• [What the task asks]
Let the line containing "Return one point per instance of the green leaf, formatted" serve as the first line of the answer and the final line of the entries as its last, with every line between copied exactly.

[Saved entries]
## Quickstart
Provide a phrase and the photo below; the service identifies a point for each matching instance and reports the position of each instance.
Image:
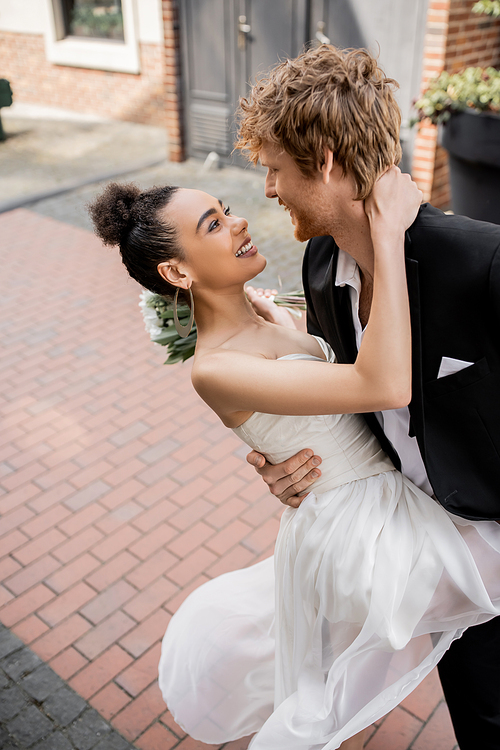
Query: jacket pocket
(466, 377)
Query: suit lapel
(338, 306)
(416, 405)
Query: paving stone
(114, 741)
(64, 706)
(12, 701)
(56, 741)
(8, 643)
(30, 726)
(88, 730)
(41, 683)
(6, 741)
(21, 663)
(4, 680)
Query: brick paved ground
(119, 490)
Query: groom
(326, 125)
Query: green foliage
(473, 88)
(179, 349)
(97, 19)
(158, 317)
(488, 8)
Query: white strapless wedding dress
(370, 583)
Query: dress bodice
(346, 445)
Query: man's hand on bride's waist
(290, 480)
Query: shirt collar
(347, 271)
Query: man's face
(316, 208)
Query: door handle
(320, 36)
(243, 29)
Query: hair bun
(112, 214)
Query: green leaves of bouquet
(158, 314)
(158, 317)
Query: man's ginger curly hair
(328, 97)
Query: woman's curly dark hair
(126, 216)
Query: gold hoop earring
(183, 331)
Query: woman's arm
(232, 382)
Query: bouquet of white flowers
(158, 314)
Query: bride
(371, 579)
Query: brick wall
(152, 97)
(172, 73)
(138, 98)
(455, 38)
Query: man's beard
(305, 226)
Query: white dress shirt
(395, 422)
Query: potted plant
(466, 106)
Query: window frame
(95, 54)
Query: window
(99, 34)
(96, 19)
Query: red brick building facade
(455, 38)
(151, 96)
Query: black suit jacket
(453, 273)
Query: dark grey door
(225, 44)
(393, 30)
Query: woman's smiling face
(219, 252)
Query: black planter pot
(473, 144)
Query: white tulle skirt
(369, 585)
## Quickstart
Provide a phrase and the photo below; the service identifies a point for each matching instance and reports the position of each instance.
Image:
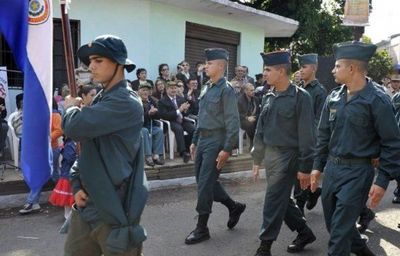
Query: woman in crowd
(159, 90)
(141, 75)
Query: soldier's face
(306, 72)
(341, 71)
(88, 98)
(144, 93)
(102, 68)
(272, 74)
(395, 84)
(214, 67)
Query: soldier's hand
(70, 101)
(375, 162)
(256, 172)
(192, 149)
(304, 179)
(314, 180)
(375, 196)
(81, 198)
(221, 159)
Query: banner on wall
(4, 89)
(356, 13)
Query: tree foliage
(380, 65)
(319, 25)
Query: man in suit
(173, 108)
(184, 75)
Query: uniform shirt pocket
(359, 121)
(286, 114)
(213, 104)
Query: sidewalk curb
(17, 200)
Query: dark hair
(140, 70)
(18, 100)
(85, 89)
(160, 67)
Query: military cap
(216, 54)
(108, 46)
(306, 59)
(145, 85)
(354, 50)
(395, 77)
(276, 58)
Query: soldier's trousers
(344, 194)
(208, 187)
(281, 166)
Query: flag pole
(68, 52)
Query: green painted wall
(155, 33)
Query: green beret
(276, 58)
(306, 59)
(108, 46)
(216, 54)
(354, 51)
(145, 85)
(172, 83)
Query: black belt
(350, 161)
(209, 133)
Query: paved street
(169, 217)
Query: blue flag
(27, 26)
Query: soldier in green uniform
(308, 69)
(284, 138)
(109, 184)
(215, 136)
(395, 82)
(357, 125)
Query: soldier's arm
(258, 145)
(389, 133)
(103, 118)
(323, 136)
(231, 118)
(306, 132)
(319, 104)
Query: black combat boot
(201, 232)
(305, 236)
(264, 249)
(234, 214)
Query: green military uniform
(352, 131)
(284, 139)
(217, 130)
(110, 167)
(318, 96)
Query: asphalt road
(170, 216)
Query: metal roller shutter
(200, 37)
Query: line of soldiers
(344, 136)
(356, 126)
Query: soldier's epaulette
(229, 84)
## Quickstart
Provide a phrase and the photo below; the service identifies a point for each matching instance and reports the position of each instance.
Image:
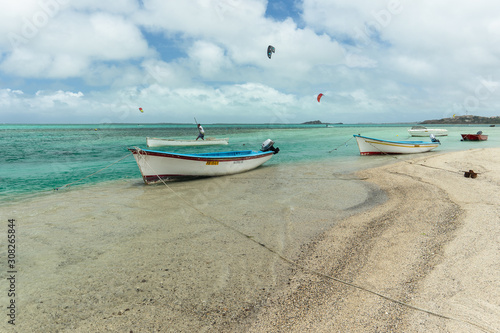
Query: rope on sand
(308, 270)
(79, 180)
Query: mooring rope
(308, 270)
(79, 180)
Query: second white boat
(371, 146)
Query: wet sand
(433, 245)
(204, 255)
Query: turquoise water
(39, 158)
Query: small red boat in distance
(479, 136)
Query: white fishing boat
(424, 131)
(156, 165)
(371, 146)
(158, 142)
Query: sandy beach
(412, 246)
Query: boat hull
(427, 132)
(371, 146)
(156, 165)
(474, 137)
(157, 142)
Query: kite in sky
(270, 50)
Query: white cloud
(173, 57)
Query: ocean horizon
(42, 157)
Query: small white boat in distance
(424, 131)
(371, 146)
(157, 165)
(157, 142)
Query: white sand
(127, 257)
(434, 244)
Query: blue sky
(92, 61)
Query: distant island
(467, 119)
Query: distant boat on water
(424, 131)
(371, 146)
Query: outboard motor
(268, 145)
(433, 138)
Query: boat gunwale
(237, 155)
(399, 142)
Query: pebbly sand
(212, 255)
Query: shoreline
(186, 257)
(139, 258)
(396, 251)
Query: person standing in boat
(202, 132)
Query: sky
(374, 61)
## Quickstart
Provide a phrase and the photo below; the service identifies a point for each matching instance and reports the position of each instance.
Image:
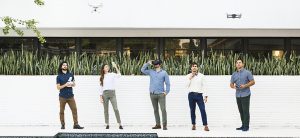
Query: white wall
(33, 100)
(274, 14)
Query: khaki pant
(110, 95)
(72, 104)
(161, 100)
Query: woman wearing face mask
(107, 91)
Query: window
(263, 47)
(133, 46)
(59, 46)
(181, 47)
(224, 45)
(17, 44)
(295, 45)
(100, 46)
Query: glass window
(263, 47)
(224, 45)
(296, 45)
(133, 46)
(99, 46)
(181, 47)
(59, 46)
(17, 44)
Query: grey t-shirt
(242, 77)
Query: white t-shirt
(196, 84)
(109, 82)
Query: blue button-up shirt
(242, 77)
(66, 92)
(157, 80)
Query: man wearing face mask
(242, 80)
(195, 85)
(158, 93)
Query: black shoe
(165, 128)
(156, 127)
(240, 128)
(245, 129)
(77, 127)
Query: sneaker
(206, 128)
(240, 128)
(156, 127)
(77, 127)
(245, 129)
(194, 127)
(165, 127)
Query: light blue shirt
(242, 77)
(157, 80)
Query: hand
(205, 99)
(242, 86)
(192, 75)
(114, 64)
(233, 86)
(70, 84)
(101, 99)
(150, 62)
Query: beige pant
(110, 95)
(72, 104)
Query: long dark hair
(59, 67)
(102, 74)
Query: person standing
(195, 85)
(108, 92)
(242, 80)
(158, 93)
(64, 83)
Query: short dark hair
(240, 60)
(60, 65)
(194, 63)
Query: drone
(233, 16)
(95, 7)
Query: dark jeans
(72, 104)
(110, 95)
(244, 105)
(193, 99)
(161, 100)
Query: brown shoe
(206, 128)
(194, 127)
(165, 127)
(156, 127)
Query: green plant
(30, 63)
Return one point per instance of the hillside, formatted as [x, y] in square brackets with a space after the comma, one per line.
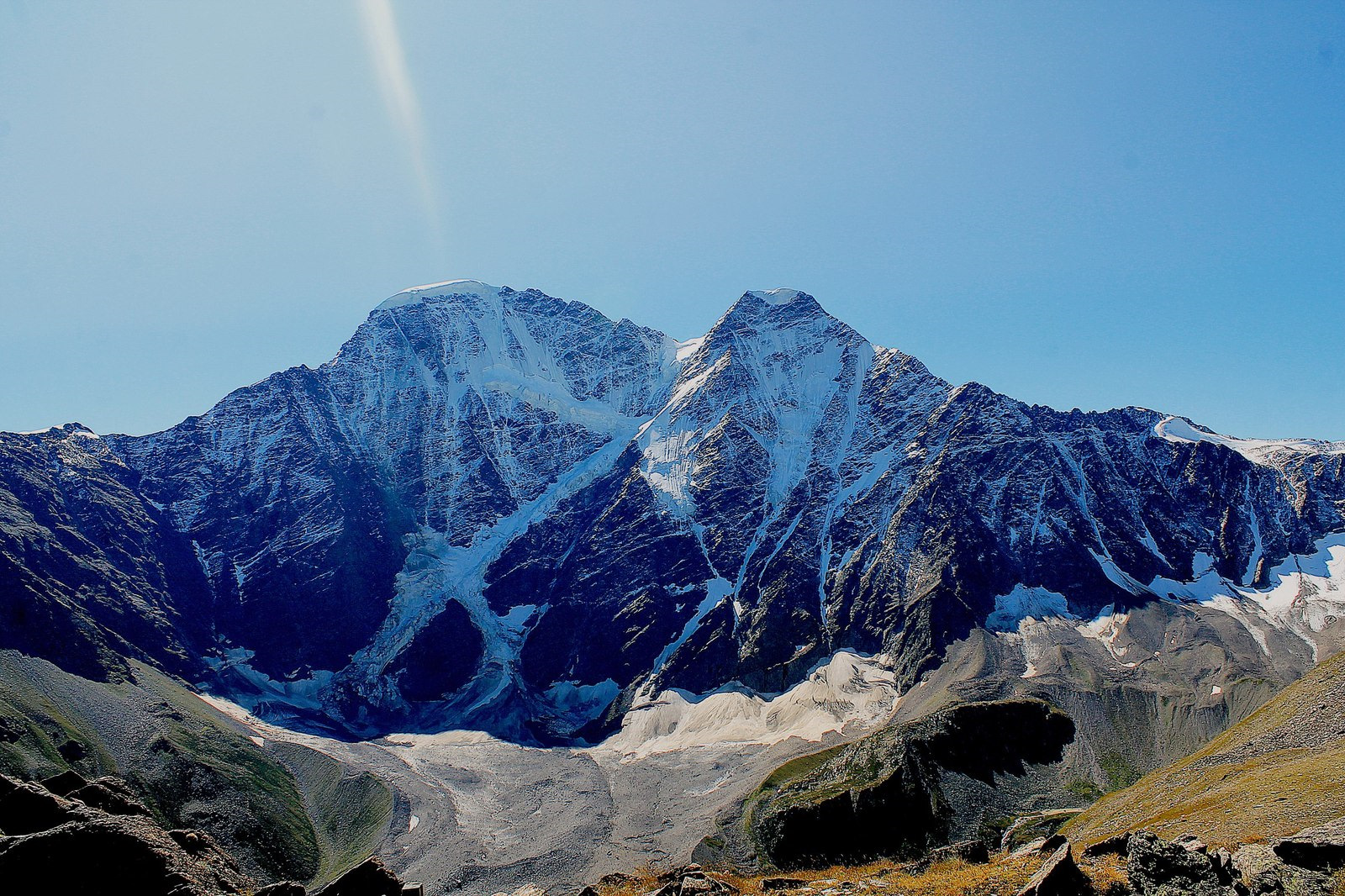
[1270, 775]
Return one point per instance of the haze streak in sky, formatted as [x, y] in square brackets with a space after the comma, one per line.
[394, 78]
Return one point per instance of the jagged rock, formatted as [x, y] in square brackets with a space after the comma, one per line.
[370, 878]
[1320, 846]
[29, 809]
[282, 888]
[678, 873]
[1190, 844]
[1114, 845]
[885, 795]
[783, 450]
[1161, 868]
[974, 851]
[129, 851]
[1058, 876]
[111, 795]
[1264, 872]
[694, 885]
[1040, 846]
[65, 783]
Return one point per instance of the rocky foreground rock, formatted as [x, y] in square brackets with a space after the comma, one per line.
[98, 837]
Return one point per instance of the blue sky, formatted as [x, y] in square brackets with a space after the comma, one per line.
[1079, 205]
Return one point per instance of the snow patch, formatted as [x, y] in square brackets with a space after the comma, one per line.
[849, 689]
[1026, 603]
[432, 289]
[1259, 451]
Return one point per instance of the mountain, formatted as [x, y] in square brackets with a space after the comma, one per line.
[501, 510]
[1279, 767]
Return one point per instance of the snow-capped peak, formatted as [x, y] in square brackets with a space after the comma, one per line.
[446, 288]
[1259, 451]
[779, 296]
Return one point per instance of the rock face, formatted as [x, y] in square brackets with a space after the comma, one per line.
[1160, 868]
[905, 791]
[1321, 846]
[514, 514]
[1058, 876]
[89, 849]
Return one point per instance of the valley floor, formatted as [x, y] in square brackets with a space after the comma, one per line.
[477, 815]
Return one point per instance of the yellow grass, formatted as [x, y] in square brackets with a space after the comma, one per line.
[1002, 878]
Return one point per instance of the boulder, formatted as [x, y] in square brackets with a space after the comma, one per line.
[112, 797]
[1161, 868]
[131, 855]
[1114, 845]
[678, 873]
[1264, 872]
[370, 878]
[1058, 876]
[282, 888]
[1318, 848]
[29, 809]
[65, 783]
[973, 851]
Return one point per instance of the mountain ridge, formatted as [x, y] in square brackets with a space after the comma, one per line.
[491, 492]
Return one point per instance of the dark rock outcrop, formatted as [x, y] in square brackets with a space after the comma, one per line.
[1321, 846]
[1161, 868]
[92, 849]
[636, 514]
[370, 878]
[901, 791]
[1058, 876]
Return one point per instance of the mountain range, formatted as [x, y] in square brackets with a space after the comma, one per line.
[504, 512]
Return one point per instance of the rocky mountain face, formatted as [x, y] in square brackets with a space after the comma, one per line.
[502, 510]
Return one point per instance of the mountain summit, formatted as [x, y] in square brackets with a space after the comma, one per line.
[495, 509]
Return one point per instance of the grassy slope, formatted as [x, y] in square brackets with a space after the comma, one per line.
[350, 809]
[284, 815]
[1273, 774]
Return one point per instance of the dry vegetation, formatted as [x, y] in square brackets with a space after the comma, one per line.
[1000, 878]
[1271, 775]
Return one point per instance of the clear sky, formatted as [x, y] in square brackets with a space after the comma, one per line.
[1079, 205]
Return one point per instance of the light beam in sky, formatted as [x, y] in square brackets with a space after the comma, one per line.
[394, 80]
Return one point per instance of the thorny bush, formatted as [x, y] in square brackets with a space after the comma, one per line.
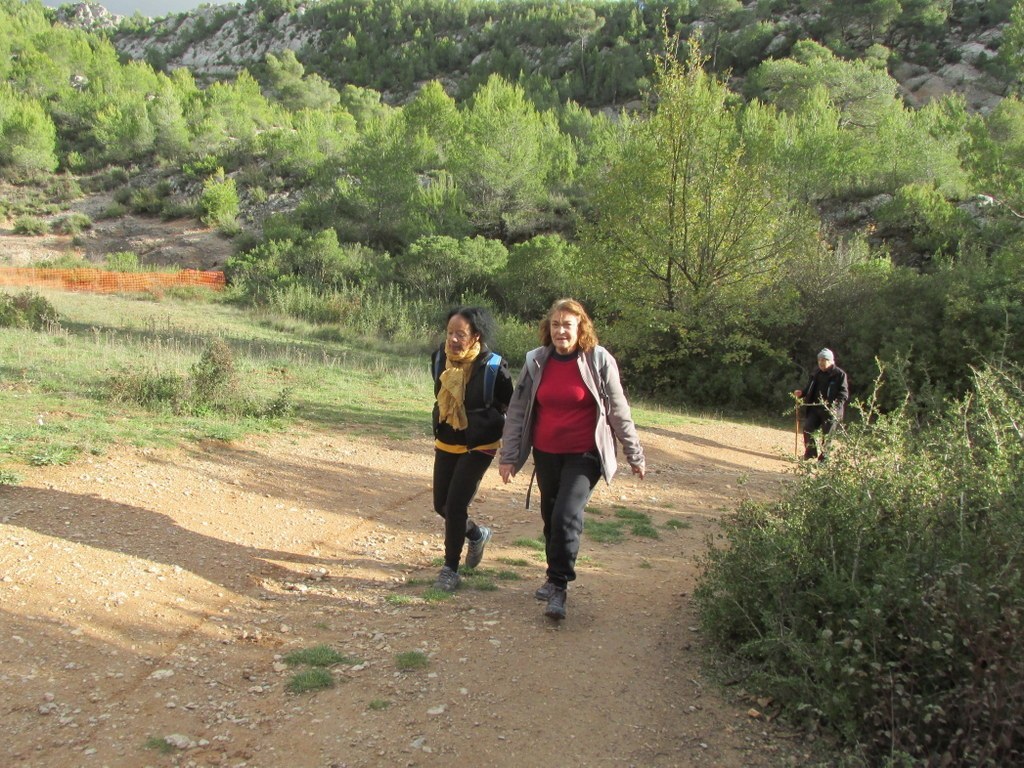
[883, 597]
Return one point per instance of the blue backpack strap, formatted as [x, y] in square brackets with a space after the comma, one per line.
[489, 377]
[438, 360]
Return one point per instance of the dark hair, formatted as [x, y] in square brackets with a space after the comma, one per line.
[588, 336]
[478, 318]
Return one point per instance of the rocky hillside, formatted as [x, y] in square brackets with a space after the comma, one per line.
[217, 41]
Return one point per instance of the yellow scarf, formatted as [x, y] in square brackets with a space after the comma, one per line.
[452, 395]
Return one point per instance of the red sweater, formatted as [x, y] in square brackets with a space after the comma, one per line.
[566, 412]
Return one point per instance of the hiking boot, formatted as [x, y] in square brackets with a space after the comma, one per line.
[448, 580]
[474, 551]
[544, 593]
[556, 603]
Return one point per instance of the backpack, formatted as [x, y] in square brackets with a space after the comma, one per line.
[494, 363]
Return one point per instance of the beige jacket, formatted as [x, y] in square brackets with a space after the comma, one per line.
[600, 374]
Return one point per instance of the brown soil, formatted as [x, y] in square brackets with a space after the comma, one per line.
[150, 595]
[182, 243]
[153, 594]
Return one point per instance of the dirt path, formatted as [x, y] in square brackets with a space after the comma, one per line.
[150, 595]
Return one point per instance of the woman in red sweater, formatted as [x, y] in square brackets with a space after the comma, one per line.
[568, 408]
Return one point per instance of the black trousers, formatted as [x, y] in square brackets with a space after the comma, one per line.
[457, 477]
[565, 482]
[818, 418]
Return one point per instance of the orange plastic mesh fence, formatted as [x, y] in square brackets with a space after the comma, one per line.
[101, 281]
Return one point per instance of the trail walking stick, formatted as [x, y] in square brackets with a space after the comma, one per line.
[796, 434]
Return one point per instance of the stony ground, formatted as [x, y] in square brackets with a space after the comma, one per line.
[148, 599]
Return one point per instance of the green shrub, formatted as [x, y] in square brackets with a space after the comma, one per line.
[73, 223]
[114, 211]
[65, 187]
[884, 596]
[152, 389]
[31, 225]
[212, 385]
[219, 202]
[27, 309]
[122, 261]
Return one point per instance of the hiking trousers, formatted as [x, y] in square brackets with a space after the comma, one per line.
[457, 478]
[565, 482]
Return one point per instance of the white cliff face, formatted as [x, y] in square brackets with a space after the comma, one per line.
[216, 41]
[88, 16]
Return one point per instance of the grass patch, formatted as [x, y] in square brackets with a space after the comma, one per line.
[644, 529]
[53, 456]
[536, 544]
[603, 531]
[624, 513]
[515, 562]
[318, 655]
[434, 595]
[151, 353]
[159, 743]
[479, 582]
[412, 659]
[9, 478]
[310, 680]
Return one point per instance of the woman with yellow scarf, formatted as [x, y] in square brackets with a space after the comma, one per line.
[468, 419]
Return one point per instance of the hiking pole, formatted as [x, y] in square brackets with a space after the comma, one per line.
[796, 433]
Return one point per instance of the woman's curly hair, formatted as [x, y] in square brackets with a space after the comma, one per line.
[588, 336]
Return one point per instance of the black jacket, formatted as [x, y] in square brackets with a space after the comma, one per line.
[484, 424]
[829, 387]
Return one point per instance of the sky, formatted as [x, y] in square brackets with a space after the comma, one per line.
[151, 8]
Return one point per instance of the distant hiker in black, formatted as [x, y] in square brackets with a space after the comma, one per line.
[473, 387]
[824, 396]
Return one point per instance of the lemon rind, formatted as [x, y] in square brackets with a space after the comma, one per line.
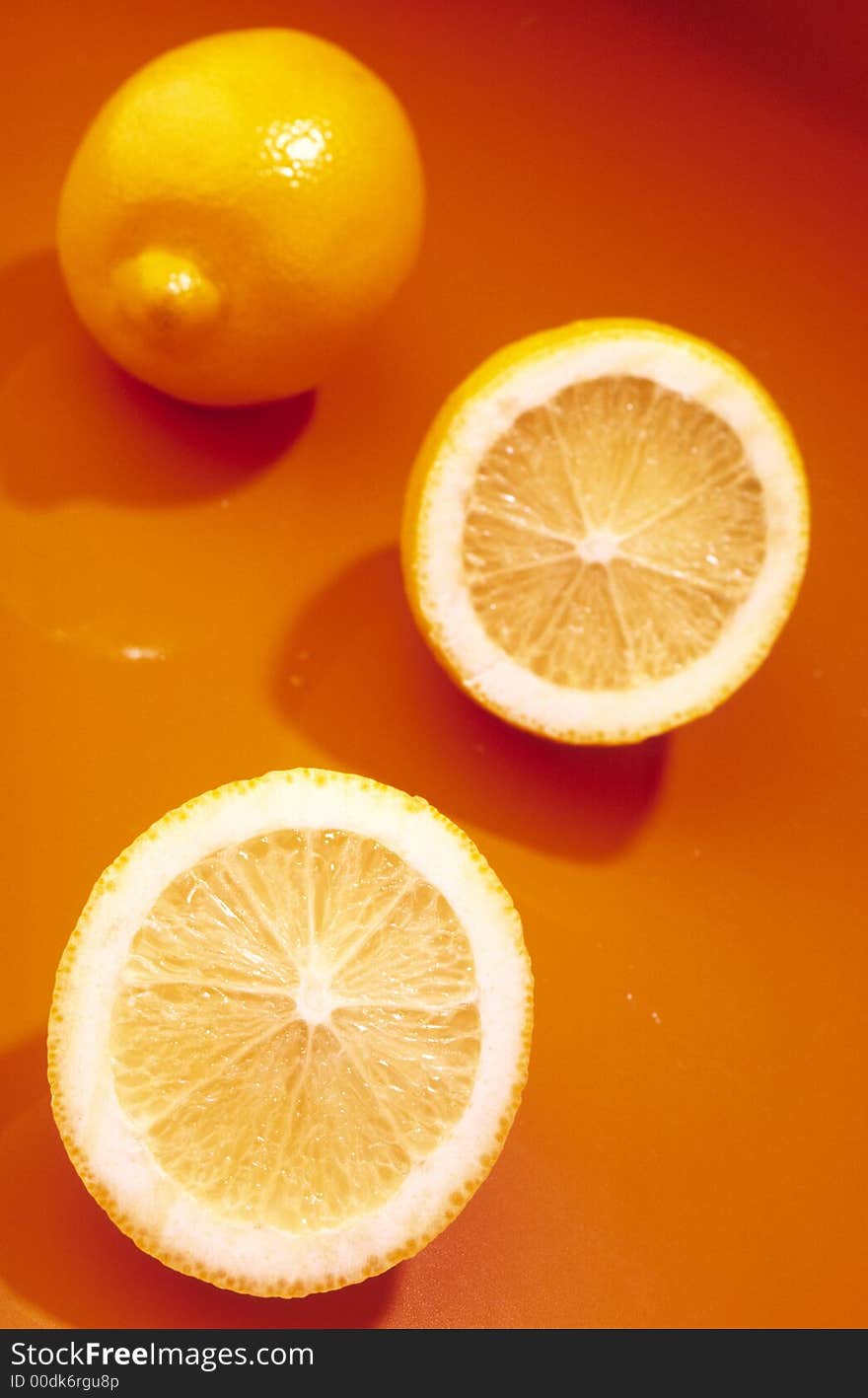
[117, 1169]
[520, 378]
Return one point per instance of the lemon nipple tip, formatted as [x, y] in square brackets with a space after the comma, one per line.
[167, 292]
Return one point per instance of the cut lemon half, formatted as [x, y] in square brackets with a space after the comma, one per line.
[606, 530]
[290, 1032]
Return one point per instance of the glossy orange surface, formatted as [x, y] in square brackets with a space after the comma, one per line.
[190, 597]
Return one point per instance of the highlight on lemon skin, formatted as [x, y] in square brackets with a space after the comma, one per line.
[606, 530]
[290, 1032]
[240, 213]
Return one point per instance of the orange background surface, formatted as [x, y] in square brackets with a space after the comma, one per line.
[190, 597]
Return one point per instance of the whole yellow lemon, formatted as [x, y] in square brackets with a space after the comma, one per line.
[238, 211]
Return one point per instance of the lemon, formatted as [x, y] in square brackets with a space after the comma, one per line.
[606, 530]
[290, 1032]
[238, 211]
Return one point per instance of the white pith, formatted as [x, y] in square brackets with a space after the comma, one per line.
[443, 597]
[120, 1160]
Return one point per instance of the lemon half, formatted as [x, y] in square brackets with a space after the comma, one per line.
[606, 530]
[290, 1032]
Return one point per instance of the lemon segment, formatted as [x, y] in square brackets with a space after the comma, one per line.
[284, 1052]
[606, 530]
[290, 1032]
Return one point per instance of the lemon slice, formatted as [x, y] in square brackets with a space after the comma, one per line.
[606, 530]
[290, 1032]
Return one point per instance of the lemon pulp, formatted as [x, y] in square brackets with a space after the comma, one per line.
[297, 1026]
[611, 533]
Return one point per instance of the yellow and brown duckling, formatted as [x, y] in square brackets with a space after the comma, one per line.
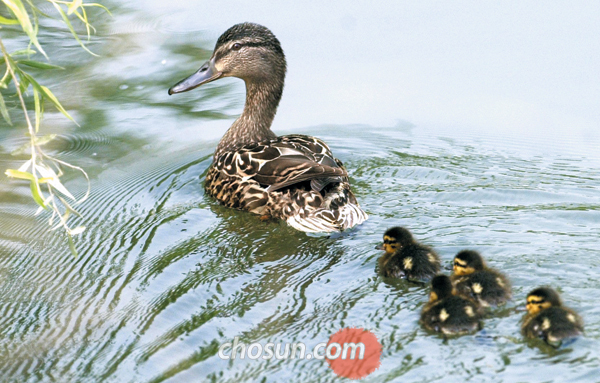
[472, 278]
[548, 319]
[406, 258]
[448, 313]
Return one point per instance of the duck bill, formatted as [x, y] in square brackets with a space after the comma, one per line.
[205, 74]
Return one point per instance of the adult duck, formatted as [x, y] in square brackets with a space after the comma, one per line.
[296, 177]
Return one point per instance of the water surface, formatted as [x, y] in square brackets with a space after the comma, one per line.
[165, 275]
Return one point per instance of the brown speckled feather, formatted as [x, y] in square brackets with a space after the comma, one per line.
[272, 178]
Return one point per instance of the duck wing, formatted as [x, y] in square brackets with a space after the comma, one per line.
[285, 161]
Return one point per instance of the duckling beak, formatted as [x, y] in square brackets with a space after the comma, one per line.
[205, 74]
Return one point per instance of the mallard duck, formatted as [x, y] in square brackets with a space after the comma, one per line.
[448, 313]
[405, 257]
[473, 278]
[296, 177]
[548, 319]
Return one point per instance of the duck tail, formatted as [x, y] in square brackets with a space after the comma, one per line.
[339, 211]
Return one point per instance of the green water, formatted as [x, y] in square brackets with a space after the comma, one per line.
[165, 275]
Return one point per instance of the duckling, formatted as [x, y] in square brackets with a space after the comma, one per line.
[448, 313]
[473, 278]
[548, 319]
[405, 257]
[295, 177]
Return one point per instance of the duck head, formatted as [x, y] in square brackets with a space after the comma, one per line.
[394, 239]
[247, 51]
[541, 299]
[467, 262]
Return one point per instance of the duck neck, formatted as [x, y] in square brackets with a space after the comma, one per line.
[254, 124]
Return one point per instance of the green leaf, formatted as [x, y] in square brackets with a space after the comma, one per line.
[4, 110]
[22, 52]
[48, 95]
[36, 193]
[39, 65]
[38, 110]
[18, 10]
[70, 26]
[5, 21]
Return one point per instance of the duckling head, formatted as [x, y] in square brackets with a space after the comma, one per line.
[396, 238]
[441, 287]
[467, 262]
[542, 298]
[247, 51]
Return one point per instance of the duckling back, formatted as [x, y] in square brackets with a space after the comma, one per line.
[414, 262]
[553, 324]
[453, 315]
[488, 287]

• [Worked solution]
Return one point per instance of the green leaf, formatted as [x, y] in square brackets with a space after the comma, one per line.
[4, 110]
[22, 52]
[48, 95]
[36, 193]
[39, 65]
[38, 110]
[18, 10]
[70, 26]
[5, 21]
Return one point per instance of the duckling head, formatted as [x, y] in square brackets with a space after the comma, one per line.
[396, 238]
[441, 287]
[467, 262]
[542, 298]
[247, 51]
Return one point per instance of the duckling back, formatted as [x, y] in square brackets with a space after the comma, one per line.
[414, 262]
[553, 324]
[453, 315]
[488, 287]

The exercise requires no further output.